[Passage shown]

From those in the Downing Street machine, this week’s budget was a climax of what has arguably been the most successful months for any Prime Minister in some time. In the last three weeks alone, we have seen the Windsor Framework (which will be voted on following PMQs next week), the publication of the Illegal Migration Bill which aims to overhaul the UK’s asylum system, the trip to France where the PM struck a deal with Manuel Macron on small boats, the coordination of the HSBC bail-out of Silicon Valley Bank UK, A whistle-stop tour to San Francisco to celebrate the AUKUS relationship with a new shiny nuclear submarine deal, and a budget that aimed to define the economic mission of Sunak’s Government.
So then, immigration, national security, finalising Brexit, and a budget aimed at galvanising economic growth across the UK. On paper, this is by no means a radical agenda by the Conservatives’ usual standards, and is very in line with the traditional golden thread that perfuses the various factions of the Party. This week’s budget was an example of this, offering immigration reform for the social conservatives, deregulation of medicines market access for the libertarians, sound money for the One Nation Tories, and increased defence spending for the cherry on top. But what sets Rishi apart from his predecessors? Let’s take a couple of examples in childcare upheaval and disability benefits.
What this week’s announcements in these areas represent is a sizable departure from post Thatcher policy, one where the Conservatives become champions of childcare support and increased disability benefits - areas where Labour have been historically strong. In the budget this week, the Chancellor announced: 30 hours a week of funded childcare for working UK parents - totalling £4 billion, and a new Universal Support voluntary employment scheme for disabled people. This will match individuals with existing job vacancies and provide funding for necessary training and workplace support, aiming to help up to 50,000 people a year with up to £4,000 spent per person. Yes, what you are seeing there are some big Challenger 2 tanks plonked on Labour’s shrinking lawn.
Could we be seeing a brand new doctrine emerge that could be filed under ‘Sunakism’? Is this a renewed contract with the traditional Tory home crowd - the middle class? One that says: ‘We will support the two polars of society - the UK’s most vulnerable such as children and the disabled, and the wealth creators and asset owners at the top. This will create the economic growth that will permeate to you in the middle classes’. Many of Sunak’s predecessors, with perhaps the exception of Boris Johnson, would often shy away from the issue of childcare and most certainly gave little by way of disability benefits.
But there are those who say the Government is not going far enough to push for economic growth. If Sunak wanted to placate anxiety among middle-earners that this budget will bring little for them and in real terms represents an increase in the tax burden, he could have done well to visit those safe Tory shores of home ownership. Despite a slew of announcements over the last week, there is very little to satiate the thirst of those on his backbenches calling for planning reform in order to achieve growth and get the under 40s on to the property ladder. It seems then that homebuilding could well remain an issue swept under the carpet by the leaders of both parties.
But here comes the reality check. Opinion polls, although having tightened substantially since Sunak took over from Liz Truss, continue to show the Conservatives 15-20 points behind Labour. On one side of the coin, many in Number 10 will see the gargantuan effort over the last five months as a feat to be proud of, with 15-20 points being a surmountable hill to climb over the next two years.

[/Passage shown]
[Recorded data]

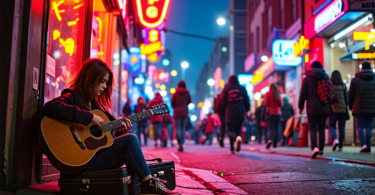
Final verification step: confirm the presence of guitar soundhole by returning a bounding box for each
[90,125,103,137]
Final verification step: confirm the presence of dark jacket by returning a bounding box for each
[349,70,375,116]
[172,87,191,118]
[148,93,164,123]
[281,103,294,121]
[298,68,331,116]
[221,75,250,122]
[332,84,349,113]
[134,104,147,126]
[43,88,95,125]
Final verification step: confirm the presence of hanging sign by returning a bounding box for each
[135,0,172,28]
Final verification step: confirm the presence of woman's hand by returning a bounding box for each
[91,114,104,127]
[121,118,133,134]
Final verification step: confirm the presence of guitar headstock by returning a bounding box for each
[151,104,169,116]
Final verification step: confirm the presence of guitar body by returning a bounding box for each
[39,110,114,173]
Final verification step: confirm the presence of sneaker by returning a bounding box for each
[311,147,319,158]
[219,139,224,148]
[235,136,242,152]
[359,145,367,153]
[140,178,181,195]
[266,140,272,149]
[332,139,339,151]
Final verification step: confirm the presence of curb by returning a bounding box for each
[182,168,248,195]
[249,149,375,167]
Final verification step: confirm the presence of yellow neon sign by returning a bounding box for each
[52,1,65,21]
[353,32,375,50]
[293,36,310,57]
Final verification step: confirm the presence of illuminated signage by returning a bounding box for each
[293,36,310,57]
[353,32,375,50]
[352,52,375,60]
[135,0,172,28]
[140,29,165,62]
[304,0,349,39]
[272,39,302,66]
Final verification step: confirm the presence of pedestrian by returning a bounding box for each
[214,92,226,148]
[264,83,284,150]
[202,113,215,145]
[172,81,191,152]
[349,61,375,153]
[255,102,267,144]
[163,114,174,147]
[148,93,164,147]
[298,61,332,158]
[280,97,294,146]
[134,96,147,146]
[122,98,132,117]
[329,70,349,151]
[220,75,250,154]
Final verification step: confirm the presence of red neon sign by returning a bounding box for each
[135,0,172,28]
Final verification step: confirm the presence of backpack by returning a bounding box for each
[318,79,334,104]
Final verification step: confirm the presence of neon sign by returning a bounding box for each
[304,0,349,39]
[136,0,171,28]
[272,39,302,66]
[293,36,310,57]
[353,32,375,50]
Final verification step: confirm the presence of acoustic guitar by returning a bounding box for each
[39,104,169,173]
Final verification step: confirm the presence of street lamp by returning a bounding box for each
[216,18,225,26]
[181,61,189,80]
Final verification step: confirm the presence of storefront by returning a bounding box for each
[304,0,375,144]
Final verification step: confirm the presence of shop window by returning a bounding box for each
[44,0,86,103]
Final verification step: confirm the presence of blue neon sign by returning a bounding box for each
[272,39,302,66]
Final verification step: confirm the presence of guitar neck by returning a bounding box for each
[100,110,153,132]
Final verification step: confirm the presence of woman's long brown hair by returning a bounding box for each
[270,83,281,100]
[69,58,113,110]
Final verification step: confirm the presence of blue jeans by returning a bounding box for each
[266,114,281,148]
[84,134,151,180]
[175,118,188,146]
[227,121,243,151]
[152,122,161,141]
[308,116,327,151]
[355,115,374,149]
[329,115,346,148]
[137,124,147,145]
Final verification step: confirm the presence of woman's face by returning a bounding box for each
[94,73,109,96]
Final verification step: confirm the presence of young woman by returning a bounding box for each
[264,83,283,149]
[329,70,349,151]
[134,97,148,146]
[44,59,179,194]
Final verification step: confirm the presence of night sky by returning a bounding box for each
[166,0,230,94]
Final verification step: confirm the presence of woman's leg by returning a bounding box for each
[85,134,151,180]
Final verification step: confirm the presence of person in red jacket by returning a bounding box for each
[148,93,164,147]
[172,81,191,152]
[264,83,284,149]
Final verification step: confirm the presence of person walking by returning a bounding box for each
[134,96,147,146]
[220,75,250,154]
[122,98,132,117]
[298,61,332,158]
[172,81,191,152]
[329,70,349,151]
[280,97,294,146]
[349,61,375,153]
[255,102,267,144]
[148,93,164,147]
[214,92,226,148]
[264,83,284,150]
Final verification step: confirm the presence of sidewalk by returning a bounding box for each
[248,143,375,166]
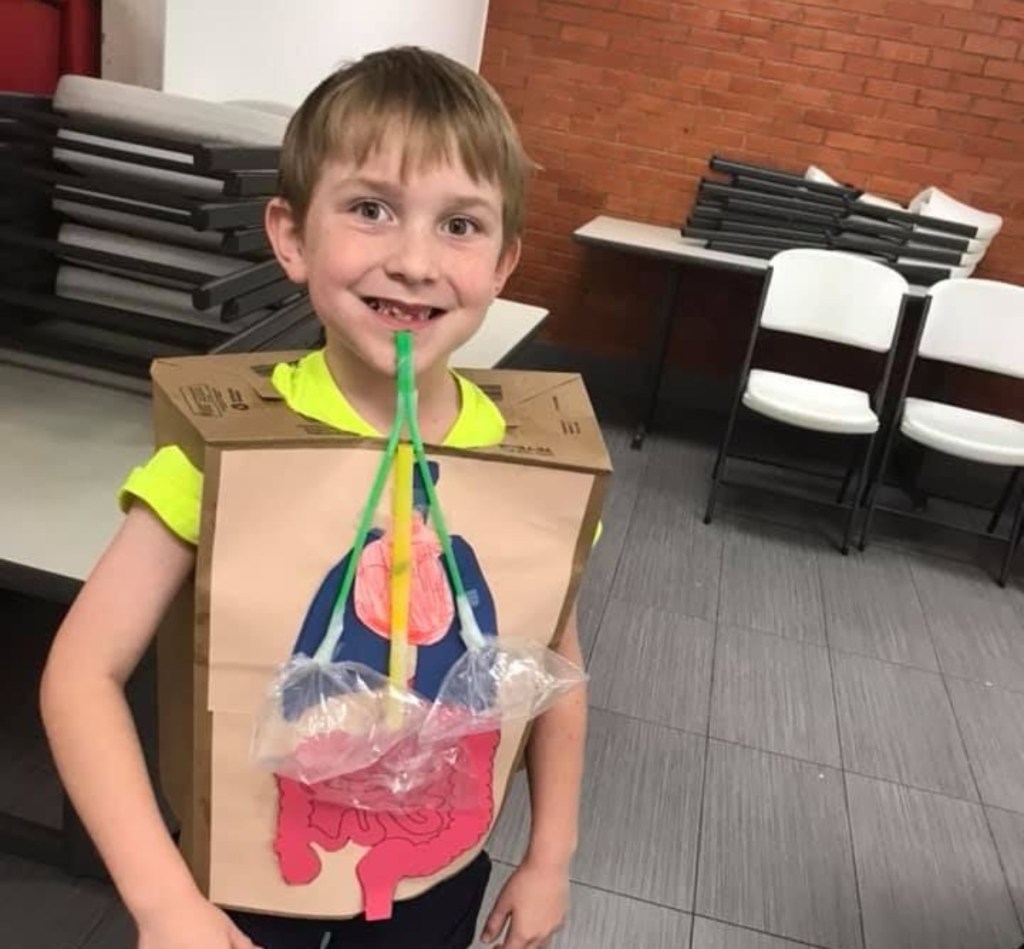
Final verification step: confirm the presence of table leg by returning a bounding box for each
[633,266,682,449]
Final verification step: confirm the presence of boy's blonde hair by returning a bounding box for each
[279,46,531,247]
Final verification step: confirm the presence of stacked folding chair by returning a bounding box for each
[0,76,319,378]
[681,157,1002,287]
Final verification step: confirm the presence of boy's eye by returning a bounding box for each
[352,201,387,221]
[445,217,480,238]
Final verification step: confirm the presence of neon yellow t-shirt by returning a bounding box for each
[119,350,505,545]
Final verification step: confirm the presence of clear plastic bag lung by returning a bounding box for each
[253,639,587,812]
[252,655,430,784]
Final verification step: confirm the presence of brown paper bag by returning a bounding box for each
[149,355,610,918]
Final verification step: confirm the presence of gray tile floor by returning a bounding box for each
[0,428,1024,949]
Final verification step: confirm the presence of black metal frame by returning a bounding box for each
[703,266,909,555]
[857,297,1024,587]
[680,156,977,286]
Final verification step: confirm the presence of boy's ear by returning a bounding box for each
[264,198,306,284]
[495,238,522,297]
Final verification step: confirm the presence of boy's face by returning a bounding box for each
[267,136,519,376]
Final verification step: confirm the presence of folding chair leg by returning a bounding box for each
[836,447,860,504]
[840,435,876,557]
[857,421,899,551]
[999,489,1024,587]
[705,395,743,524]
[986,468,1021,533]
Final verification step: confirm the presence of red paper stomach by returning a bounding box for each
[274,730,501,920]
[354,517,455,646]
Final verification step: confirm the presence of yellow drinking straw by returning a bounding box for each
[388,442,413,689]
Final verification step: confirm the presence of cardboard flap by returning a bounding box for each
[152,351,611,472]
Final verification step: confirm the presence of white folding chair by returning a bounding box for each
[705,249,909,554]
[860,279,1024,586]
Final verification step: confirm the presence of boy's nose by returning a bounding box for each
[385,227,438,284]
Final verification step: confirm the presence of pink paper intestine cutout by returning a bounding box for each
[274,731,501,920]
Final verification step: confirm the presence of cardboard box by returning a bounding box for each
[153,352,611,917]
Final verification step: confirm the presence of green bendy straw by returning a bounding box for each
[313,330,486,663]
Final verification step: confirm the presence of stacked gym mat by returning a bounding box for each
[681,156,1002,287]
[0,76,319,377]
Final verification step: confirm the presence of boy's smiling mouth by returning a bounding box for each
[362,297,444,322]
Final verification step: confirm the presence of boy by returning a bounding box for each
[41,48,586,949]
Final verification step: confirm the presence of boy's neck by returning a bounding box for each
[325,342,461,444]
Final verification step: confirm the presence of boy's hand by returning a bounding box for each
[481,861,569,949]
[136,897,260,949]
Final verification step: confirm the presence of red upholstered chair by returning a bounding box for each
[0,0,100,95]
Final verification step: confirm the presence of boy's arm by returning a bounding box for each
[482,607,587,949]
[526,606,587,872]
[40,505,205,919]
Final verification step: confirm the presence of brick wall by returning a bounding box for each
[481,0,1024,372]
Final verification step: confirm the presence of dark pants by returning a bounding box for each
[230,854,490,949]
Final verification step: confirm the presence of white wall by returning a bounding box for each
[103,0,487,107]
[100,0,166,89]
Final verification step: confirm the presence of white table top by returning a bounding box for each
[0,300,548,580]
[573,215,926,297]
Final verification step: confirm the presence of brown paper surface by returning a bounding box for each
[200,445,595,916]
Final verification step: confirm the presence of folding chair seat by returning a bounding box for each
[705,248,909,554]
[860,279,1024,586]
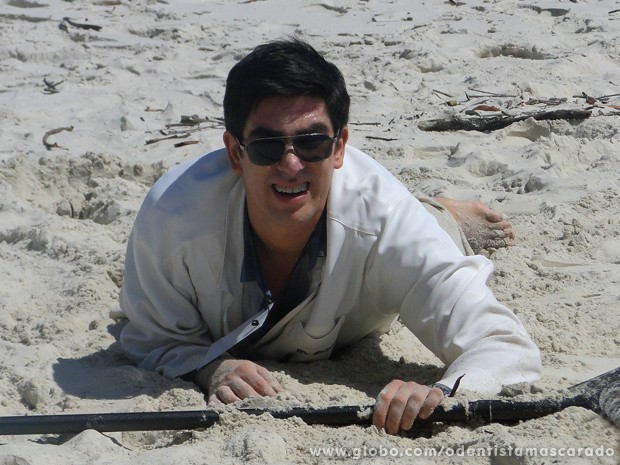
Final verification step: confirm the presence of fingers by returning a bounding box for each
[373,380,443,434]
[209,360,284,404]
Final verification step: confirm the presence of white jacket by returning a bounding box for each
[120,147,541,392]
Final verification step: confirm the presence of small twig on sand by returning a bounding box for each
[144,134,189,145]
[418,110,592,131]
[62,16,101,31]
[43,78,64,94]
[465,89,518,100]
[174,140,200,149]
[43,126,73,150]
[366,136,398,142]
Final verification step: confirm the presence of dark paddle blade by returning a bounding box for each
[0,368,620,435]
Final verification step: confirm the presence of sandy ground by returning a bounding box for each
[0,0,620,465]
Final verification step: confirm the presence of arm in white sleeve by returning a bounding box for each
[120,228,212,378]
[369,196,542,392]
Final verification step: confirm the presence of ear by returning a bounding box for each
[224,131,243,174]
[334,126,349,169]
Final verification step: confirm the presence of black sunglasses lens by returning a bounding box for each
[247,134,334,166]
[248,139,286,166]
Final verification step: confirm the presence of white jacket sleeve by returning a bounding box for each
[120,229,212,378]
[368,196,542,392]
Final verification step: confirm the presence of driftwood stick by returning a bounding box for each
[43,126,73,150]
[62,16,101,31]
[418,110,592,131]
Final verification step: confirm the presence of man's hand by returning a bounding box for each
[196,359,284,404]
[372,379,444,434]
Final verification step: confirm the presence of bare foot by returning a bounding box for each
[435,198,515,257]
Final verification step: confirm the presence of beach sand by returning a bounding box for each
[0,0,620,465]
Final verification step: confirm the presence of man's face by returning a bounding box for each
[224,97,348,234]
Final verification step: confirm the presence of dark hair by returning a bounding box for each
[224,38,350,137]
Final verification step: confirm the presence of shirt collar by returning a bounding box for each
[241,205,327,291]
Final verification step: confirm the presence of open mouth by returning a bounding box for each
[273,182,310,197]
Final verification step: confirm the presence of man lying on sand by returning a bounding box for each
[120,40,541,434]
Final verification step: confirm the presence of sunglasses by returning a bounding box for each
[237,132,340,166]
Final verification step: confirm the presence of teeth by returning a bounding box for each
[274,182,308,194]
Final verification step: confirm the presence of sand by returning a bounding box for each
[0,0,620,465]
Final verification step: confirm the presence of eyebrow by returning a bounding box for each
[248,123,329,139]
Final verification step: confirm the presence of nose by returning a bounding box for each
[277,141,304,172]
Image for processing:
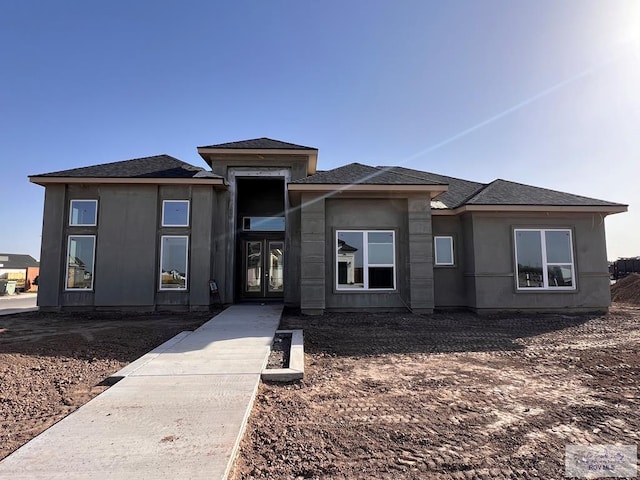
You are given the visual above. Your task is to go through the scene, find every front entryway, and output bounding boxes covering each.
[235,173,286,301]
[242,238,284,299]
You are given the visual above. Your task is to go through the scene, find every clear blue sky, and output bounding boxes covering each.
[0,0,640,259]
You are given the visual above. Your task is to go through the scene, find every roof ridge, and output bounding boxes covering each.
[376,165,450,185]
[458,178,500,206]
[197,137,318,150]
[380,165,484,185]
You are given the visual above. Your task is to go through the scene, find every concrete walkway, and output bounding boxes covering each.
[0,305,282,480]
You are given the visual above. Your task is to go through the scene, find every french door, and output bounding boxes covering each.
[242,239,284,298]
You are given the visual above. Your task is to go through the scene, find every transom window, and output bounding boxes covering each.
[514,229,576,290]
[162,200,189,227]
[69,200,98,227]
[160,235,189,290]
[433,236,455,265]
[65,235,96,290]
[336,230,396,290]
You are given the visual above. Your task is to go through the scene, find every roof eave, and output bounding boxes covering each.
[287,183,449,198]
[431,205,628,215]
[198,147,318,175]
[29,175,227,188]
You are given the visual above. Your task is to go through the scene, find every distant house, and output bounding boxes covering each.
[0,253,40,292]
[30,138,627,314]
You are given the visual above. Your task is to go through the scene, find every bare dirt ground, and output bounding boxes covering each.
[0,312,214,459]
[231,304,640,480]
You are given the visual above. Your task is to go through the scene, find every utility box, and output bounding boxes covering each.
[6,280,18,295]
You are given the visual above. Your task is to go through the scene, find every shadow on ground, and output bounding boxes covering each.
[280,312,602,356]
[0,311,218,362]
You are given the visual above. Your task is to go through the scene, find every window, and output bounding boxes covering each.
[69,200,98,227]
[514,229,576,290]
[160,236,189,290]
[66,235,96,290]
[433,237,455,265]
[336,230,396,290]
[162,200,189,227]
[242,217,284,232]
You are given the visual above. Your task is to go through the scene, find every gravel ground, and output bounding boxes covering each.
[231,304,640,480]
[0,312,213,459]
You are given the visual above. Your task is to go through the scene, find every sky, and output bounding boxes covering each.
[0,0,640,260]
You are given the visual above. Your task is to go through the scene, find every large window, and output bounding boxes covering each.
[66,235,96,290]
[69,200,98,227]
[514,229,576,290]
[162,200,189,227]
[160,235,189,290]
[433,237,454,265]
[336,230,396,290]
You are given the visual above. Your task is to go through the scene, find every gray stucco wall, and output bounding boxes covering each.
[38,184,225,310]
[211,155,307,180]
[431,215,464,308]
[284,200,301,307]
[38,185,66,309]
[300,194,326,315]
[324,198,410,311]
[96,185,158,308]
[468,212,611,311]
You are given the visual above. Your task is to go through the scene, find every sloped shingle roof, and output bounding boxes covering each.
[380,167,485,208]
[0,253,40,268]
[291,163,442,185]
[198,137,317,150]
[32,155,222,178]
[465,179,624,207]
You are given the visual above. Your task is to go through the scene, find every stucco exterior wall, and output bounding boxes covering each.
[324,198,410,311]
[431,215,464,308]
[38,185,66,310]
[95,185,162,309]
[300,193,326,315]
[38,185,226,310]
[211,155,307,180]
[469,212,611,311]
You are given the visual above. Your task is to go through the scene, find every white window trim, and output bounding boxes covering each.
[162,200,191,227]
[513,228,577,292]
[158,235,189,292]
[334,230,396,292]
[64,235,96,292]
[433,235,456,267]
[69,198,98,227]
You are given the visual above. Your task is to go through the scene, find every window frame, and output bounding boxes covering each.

[/Recorded data]

*Aim of the exercise:* Print the part of the Sunak budget commentary from "So then, immigration, national" to "and disability benefits.", word for word.

*Answer to this problem:*
So then, immigration, national security, finalising Brexit, and a budget aimed at galvanising economic growth across the UK. On paper, this is by no means a radical agenda by the Conservatives’ usual standards, and is very in line with the traditional golden thread that perfuses the various factions of the Party. This week’s budget was an example of this, offering immigration reform for the social conservatives, deregulation of medicines market access for the libertarians, sound money for the One Nation Tories, and increased defence spending for the cherry on top. But what sets Rishi apart from his predecessors? Let’s take a couple of examples in childcare upheaval and disability benefits.